▸ Task instructions: In the records below, replace every "parked car" with "stationary vehicle" and leave everything else unchanged.
──────────────────────────────
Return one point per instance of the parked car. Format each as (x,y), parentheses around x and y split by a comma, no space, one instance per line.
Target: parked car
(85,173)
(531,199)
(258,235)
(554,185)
──────────────────────────────
▸ Correct output:
Return one point per instance of the stationary vehicle. Format each as (x,y), parentheses around x and y split by a comma, no space, one instance per line.
Target: stationary vehicle
(85,173)
(531,199)
(258,235)
(554,185)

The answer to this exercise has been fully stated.